■ **QUESTIONS ON THE MATERIAL**
a: Set down everything from "BB: Unfortunately, I" down to "look at it?" in the Super Bowl mementos interview, word for word.
b: Translate this sentence from the Super Bowl mementos interview into Spanish: "You keep your seat cushion."
c: Write what comes next in the Super Bowl mementos interview, picking up after its final line.
PROVIDED TEXT below:
Q: Deion Branch was saying that he still has his game plan from Super Bowl against the Eagles and that he recently came across it in one of his drawers. Do you have yours?

BB: Unfortunately, I have pretty much everything. I've saved pretty much all the stuff I have through the years, so it's quite a bit of junk. But definitely, those games like that, that kind of stuff, it kind of goes in a place where it's not buried as deep as some of the other stuff I have is. But that doesn't surprise me. Playing a game like that, you kind of keep your ticket. You keep your seat cushion. You keep whatever other mementos there are in a game like that - the little coasters [from] the hotel room or whatever. Super Bowl this and Super Bowl that. Yeah, that doesn't surprise me.

Q: Do you ever go back and look at it?
End of PROVIDED TEXT.
DATASET RECORDS below:
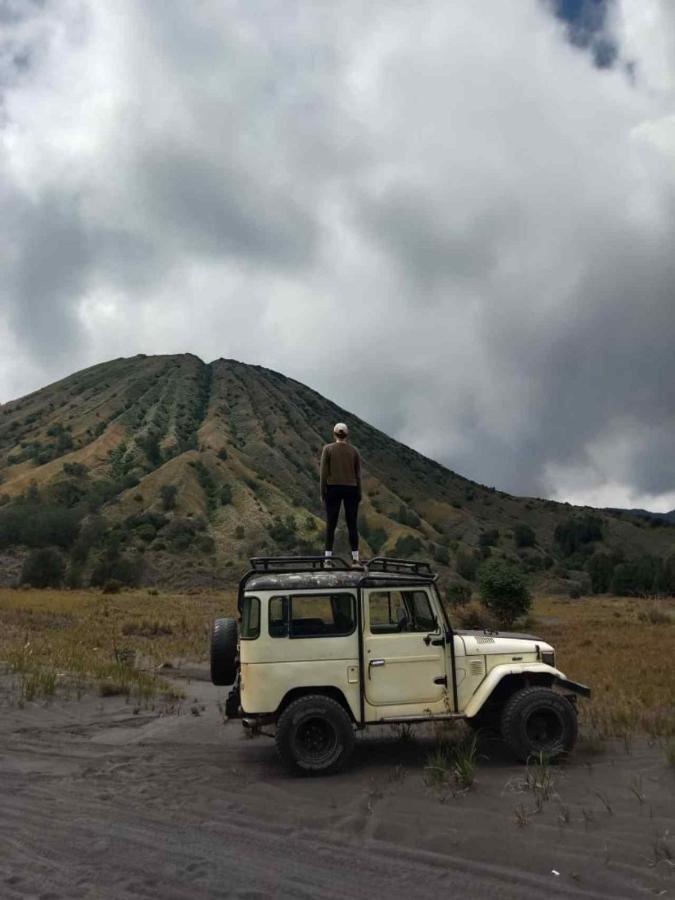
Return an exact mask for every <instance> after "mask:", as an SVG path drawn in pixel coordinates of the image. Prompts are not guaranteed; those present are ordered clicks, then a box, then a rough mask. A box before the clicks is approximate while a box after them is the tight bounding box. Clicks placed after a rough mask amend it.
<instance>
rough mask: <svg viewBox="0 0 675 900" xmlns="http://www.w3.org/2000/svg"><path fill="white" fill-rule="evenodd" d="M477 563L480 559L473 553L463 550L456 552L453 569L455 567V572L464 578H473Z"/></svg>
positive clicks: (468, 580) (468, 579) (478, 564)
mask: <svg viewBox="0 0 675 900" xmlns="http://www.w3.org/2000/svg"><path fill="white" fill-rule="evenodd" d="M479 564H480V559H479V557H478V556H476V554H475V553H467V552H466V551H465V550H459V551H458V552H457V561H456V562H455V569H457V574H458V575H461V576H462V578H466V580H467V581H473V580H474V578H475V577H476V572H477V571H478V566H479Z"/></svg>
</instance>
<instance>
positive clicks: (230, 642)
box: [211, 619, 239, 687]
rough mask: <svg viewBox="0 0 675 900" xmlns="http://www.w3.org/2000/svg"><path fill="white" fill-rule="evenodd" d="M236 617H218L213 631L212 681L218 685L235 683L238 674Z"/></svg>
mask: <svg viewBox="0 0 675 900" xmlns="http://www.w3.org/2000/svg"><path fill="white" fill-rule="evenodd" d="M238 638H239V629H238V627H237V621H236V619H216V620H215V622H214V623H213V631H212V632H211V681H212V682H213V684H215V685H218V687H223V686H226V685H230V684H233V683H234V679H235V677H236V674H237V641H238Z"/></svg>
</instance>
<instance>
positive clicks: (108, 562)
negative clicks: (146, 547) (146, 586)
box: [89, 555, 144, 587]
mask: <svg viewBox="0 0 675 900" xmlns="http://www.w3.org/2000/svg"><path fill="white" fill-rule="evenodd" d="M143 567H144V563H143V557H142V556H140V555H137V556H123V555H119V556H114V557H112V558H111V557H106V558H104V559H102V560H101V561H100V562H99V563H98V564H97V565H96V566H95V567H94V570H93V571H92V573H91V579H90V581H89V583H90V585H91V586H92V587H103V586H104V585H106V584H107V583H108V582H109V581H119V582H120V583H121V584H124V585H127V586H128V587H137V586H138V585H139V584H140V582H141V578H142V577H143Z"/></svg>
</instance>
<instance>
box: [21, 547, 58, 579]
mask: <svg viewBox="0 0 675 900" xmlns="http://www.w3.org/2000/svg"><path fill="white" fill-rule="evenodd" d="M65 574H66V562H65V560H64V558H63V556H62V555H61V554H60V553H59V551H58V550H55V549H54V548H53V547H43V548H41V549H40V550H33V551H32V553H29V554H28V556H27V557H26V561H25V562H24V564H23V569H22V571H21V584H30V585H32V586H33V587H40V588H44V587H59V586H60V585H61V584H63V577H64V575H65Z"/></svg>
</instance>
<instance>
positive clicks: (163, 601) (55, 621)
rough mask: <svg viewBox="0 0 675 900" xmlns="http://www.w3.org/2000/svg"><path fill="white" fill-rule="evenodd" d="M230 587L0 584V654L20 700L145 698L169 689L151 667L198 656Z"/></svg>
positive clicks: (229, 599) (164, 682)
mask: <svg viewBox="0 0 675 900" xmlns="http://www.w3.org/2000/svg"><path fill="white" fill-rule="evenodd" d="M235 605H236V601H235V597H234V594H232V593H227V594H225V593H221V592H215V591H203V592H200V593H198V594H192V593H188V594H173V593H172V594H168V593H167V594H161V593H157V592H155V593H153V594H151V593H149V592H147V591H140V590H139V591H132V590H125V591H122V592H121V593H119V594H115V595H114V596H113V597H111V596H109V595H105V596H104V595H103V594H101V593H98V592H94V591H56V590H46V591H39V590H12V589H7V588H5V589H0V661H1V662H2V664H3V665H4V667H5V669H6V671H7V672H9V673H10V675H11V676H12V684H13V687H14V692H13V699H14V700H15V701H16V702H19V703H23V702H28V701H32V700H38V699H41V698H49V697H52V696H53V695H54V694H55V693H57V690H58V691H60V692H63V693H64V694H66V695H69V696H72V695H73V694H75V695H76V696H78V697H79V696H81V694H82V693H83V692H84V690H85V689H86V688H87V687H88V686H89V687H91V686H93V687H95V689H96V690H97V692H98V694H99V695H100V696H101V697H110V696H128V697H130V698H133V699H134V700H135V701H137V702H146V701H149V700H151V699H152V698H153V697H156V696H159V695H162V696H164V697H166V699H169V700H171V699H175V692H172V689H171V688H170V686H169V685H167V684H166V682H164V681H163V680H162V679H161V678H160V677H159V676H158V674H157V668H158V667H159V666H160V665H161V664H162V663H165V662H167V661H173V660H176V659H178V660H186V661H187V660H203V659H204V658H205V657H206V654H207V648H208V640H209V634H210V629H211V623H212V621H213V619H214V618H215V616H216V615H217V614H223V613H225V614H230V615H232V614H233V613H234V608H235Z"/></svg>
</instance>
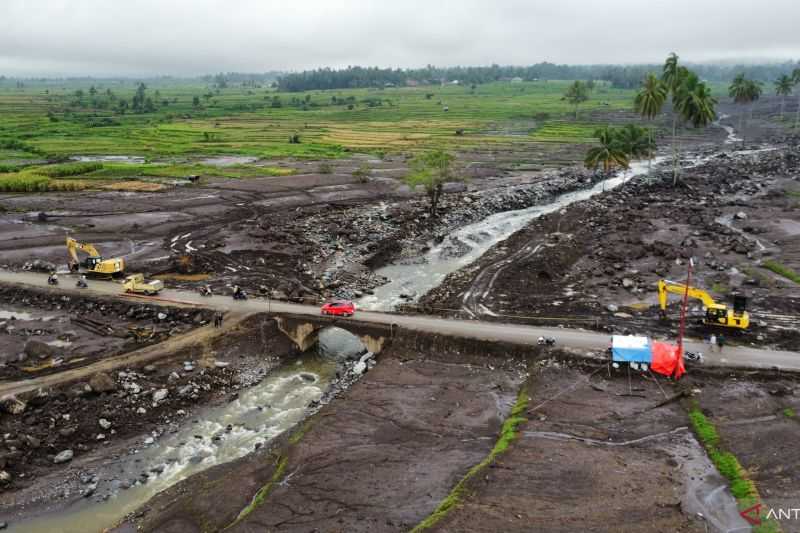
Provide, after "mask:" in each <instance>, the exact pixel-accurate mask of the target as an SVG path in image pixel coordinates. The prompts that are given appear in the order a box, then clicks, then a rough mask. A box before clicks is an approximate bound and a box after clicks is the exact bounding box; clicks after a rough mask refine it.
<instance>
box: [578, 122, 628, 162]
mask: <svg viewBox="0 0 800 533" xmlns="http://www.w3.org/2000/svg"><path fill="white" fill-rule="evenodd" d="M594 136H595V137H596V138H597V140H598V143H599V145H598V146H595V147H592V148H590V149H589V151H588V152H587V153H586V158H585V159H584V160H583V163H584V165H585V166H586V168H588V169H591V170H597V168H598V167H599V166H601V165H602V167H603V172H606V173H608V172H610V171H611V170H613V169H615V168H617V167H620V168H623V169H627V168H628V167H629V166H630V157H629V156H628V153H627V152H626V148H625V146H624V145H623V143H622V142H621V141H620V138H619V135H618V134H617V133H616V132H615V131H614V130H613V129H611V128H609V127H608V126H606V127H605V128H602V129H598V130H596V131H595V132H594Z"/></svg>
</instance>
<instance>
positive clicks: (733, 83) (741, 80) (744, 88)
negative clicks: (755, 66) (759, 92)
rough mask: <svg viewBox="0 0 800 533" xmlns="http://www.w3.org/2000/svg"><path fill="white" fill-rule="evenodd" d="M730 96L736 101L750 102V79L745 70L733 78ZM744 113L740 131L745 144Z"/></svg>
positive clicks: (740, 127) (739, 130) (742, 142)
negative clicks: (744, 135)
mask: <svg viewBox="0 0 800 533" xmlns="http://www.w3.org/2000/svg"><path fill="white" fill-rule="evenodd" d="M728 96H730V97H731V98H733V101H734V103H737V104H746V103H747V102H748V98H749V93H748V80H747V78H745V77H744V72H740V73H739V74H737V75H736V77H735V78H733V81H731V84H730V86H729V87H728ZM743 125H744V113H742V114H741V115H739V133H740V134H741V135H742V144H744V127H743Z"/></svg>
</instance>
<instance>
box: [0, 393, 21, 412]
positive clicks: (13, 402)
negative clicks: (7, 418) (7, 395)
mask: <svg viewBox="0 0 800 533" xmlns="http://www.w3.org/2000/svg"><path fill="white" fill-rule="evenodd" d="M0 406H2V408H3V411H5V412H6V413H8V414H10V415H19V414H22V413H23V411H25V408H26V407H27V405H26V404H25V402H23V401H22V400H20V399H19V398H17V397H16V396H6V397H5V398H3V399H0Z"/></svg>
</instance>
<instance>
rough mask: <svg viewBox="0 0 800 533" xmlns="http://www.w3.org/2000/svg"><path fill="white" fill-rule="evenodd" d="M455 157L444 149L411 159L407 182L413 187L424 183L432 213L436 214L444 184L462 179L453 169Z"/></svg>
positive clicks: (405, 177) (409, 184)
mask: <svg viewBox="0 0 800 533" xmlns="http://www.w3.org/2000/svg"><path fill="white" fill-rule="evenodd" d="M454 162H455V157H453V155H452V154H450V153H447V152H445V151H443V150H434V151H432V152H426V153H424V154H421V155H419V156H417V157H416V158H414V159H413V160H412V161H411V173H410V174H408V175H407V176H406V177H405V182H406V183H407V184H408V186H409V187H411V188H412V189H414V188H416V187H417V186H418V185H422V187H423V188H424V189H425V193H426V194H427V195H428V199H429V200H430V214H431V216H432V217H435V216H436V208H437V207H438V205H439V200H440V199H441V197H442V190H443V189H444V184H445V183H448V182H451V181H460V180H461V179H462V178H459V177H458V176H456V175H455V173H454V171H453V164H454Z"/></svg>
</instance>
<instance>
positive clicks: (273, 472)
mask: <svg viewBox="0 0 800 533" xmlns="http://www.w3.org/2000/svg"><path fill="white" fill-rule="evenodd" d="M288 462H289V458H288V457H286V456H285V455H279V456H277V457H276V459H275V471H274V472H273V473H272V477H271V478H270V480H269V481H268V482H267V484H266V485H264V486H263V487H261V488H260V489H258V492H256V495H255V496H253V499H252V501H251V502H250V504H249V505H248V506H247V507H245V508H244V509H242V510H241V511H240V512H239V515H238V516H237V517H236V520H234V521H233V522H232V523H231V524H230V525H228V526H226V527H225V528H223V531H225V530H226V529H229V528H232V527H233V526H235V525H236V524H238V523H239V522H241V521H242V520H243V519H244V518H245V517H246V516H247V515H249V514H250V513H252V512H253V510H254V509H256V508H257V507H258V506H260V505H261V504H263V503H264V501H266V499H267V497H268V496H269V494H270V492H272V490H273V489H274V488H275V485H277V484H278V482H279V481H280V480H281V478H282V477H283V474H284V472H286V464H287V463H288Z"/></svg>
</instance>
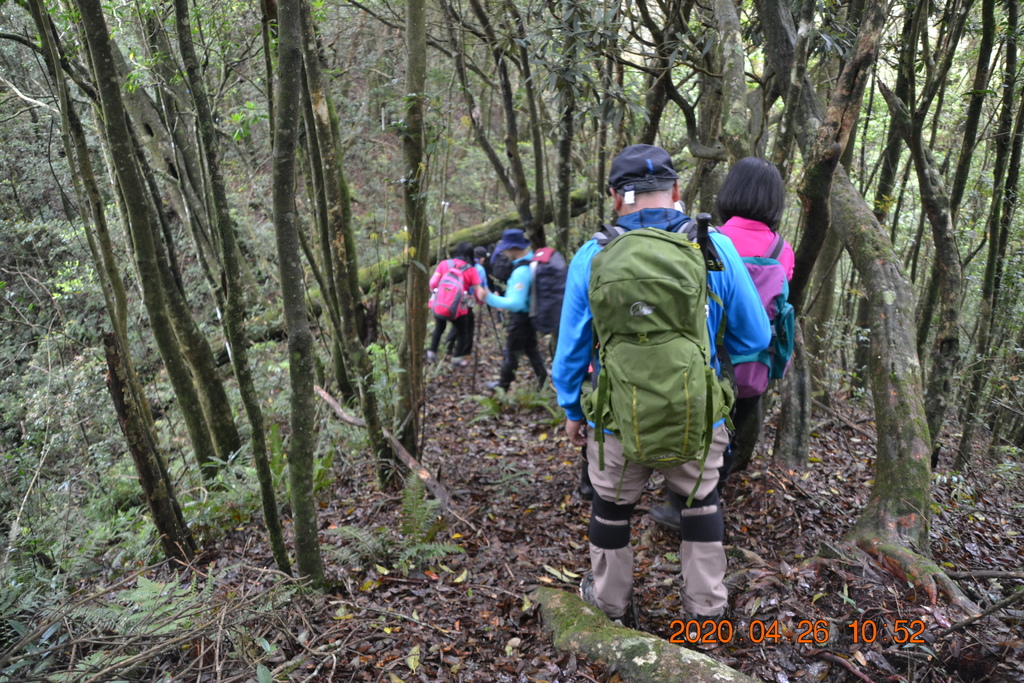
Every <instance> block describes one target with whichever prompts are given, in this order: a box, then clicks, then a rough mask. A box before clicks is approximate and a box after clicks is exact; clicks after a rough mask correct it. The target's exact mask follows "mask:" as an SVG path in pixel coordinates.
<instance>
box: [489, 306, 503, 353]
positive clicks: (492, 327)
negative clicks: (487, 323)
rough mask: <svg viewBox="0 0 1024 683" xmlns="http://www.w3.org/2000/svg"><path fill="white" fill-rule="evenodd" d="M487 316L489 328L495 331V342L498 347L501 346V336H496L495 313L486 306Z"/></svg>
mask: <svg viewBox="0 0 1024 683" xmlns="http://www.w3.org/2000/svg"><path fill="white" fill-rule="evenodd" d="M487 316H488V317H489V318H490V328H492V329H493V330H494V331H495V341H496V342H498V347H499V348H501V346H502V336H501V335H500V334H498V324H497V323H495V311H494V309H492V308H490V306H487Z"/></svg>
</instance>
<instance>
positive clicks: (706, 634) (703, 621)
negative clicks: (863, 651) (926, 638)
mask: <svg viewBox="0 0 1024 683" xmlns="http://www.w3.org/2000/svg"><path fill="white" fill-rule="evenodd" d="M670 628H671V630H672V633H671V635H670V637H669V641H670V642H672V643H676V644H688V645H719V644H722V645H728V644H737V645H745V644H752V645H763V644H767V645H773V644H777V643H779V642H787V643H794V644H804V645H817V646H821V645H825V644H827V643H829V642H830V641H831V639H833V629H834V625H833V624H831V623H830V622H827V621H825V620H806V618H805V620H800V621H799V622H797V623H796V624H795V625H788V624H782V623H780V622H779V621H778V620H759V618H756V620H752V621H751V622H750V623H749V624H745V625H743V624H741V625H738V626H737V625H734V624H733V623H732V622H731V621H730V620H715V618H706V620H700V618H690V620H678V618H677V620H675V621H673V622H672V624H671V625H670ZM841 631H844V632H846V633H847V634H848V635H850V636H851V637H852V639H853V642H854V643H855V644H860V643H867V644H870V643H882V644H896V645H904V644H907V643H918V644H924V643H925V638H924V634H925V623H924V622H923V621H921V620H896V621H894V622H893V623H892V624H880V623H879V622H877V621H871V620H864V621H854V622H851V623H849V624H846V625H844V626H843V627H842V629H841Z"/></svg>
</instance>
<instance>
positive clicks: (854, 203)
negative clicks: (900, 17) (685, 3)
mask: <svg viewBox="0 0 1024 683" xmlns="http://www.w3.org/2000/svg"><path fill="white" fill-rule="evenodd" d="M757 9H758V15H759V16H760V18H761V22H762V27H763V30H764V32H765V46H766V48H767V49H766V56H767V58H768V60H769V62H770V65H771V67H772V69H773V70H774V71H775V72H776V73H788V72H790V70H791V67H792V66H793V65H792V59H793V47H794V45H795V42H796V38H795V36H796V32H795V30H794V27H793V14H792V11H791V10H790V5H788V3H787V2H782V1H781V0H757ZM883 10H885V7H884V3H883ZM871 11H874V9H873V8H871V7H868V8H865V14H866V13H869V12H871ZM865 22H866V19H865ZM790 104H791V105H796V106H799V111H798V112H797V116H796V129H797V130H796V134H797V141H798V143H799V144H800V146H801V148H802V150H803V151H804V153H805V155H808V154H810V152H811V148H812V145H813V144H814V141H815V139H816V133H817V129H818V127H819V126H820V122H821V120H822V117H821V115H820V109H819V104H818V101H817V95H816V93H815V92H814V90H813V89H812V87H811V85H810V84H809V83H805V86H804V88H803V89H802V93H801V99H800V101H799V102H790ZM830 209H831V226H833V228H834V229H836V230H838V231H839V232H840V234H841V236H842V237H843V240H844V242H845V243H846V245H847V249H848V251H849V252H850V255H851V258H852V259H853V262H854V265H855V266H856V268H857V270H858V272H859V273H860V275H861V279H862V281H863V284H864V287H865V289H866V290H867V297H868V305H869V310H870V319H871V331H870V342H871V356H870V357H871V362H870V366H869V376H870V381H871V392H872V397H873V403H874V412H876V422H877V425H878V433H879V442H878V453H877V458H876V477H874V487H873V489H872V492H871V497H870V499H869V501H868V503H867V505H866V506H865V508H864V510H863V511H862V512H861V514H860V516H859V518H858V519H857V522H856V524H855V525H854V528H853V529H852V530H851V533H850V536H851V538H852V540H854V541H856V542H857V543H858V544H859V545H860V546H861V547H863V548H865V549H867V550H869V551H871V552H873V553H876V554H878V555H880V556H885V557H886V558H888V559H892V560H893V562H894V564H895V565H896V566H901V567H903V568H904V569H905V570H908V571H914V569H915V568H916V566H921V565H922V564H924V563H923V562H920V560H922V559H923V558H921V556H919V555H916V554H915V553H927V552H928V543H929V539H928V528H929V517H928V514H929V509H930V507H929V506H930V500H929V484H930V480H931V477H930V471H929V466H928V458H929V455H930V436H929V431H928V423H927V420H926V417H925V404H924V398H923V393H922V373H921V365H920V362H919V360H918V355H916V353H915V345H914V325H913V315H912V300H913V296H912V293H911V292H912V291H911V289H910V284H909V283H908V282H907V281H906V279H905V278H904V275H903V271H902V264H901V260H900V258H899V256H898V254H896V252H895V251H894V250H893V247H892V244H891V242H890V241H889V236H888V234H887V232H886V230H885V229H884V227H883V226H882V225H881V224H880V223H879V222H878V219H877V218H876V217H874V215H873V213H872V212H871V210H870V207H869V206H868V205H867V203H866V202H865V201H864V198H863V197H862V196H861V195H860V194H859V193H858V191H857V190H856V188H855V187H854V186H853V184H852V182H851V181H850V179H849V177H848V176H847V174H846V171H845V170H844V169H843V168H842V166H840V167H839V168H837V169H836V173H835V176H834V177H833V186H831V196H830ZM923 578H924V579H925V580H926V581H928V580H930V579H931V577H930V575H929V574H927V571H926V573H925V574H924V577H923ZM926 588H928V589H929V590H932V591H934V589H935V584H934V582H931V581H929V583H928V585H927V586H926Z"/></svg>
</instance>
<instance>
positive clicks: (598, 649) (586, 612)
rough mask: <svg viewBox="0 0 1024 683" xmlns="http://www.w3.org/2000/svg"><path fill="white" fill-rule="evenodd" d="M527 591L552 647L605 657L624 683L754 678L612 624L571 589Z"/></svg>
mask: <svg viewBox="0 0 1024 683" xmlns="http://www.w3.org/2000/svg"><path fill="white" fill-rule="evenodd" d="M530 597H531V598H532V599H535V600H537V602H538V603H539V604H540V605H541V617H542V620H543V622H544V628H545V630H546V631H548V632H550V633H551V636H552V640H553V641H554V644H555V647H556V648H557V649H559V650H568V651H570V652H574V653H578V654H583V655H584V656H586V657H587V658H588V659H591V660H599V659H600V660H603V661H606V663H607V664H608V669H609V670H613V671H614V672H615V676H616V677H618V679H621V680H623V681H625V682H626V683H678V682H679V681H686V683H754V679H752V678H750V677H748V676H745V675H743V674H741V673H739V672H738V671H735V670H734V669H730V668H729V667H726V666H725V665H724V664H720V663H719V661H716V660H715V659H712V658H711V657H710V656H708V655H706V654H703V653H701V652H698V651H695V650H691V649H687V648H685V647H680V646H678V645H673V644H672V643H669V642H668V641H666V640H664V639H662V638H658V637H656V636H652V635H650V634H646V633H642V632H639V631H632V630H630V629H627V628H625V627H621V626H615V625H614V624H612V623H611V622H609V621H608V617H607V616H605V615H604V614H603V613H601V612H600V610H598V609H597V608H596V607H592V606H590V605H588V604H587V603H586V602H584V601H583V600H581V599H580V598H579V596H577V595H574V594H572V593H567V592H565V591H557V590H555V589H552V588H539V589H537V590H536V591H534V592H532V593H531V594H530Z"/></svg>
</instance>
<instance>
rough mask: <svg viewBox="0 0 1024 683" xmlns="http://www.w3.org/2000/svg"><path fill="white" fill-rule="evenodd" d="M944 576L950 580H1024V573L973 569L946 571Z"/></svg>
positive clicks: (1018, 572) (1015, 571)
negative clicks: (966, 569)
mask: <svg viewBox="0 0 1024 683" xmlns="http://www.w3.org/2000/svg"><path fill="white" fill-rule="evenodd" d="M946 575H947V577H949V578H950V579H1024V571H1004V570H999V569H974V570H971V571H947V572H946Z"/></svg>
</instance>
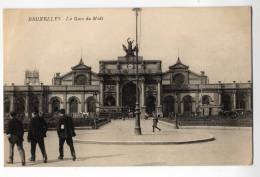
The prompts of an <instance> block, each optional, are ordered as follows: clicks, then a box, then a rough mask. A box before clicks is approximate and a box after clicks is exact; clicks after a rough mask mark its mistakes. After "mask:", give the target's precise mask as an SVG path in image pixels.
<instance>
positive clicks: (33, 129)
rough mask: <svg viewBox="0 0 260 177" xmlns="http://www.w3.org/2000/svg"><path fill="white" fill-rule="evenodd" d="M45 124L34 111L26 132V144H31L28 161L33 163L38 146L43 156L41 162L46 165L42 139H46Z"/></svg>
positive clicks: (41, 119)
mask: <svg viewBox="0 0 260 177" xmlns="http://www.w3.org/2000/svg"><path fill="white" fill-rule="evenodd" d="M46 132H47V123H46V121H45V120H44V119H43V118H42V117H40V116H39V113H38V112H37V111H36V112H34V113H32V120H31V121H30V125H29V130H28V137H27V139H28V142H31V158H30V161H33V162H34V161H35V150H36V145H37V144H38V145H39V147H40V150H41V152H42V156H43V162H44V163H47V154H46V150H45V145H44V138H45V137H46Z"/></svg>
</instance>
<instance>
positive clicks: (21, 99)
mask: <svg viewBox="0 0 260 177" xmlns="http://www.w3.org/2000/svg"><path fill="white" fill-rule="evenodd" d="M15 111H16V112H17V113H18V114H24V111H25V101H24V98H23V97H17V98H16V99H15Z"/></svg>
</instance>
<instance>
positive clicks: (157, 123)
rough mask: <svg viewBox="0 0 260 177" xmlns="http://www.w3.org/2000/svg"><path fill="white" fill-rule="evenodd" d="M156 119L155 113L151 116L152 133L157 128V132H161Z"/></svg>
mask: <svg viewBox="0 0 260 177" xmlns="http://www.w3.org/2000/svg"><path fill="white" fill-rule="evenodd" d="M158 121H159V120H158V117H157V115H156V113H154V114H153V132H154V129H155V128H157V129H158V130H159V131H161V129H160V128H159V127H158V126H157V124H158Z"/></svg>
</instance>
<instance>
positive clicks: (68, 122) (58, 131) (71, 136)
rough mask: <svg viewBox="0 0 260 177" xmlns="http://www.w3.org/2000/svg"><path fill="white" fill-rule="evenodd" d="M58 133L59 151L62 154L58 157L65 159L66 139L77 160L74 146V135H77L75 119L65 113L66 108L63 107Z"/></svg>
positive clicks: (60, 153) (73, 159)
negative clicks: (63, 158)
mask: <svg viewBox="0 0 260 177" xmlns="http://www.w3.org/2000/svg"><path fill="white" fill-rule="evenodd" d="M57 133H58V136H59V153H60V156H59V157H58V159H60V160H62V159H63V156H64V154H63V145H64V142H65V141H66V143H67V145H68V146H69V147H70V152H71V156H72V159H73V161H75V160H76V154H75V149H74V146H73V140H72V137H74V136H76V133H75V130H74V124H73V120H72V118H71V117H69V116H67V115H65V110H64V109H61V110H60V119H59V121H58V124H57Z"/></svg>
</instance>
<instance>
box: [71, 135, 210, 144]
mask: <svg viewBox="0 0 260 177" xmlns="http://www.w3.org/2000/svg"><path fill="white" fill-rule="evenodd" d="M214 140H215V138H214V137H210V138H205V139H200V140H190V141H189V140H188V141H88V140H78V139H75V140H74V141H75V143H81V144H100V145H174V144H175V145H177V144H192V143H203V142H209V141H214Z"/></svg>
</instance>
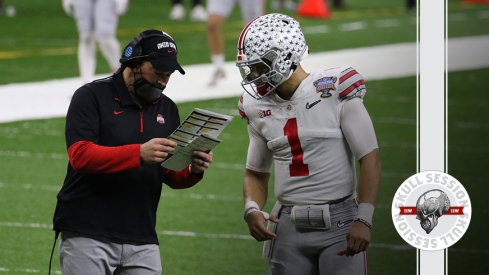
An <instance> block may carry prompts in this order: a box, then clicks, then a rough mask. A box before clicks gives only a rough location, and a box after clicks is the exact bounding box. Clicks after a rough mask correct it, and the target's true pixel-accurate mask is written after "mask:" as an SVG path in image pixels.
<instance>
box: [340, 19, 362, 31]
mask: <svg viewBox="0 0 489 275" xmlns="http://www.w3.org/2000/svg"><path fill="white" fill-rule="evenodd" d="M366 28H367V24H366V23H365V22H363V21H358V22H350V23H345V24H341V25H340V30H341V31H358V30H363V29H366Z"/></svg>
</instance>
End of DATASET RECORDS.
■ **ANSWERS FOR THIS EXERCISE**
a:
BB: Unfortunately, I have pretty much everything. I've saved pretty much all the stuff I have through the years, so it's quite a bit of junk. But definitely, those games like that, that kind of stuff, it kind of goes in a place where it's not buried as deep as some of the other stuff I have is. But that doesn't surprise me. Playing a game like that, you kind of keep your ticket. You keep your seat cushion. You keep whatever other mementos there are in a game like that - the little coasters [from] the hotel room or whatever. Super Bowl this and Super Bowl that. Yeah, that doesn't surprise me.

Q: Do you ever go back and look at it?

b: Te quedas con el cojín de tu asiento.

c:
BB: Yeah. I mean, it's not a regular thing. I'm not religious about it or anything, but every once in a while you shuffle some stuff around and move through it, or you come up with a thought or an idea. 'Hey, this was something that came up in this game or something we did. How exactly did we do it or what did we call it? Or what was our adjustment to it if they did something else?' Something like that. I think you have a tendency to remember those game plans or those situations a little more than some other ones. I'm not saying you don't remember all of them, but games like that that you put two weeks of preparation into and a specific play or specific adjustment that was so important at that particular time, you probably have a tendency to remember that a little bit more than just some of the usual, regular games.